[JOB] Copy the data word for word, from the line containing "Report the location of each instance of the tufted" through the line containing "x=488, y=298", with both of those lines included.

---- INPUT ROWS

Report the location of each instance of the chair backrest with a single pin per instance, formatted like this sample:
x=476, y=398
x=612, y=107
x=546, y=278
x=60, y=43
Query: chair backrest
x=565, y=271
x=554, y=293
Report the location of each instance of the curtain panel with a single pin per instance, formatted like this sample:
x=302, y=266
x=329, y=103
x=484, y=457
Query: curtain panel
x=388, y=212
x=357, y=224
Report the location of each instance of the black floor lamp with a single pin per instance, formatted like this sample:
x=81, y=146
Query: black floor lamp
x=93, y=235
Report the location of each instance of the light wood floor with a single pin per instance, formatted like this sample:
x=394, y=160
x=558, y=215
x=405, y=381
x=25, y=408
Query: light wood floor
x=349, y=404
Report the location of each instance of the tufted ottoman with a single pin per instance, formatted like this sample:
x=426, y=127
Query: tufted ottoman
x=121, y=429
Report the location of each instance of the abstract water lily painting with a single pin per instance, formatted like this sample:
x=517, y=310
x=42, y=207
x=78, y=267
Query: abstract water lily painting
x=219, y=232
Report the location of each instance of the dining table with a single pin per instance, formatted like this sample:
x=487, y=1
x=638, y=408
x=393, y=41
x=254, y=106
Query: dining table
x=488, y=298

--------
---- INPUT ROWS

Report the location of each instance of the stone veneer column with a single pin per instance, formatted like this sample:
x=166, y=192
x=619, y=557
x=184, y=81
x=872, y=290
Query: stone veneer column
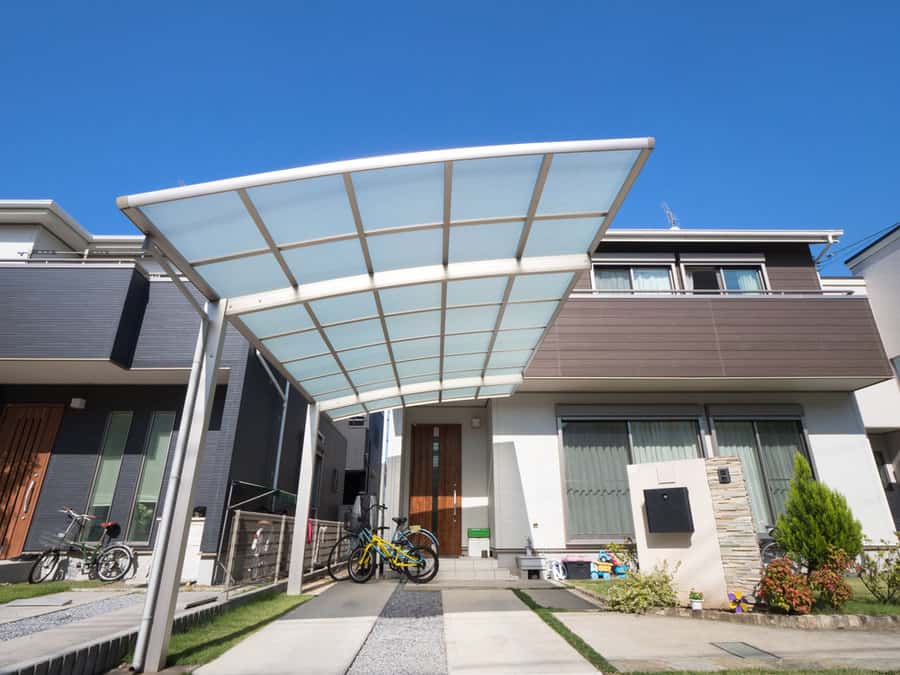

--------

[WORKED ANSWER]
Report the location of each instance of the tufted ottoman with a single pin per instance, formatted like this sample:
x=426, y=127
Query: tufted ottoman
x=121, y=429
Report the location of each instance of the abstract water lily painting with a single pin per instance, formatted like this sample:
x=517, y=310
x=42, y=207
x=78, y=267
Query: abstract water lily painting
x=219, y=232
Report the location of each instance of the dining table with a single pin per instance, formatted like this sample:
x=487, y=1
x=638, y=408
x=393, y=41
x=254, y=106
Query: dining table
x=488, y=298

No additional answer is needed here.